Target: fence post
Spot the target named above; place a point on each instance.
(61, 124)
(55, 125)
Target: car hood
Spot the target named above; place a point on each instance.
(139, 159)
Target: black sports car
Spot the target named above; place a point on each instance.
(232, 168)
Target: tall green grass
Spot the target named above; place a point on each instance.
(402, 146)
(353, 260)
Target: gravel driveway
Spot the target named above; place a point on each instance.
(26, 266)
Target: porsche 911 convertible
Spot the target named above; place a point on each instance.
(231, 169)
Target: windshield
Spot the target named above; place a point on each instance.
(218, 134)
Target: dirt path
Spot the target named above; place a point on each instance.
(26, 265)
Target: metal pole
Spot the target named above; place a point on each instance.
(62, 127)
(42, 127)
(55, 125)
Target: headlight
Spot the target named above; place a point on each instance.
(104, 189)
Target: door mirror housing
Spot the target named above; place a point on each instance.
○ ○ ○ ○ ○
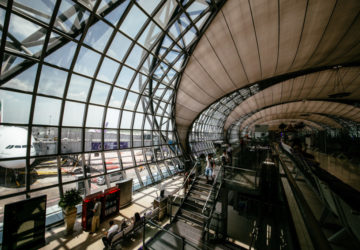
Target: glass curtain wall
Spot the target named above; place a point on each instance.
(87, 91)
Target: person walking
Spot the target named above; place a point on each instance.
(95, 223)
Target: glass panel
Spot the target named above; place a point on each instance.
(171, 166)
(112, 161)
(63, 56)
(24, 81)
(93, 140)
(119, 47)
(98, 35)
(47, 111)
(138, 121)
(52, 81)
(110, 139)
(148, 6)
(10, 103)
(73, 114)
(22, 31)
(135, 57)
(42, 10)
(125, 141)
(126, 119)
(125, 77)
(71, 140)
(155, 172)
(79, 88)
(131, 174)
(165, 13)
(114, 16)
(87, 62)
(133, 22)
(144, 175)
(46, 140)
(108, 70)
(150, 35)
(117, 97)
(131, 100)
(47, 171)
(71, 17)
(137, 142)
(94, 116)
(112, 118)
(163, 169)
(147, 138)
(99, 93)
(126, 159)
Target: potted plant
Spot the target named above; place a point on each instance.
○ ○ ○ ○ ○
Problem statement
Gather every line of the material above that contains the word "glass" and copy each such line in full. Matching is case-sensitive.

Answer to this problem
Target: glass curtain wall
Target: glass panel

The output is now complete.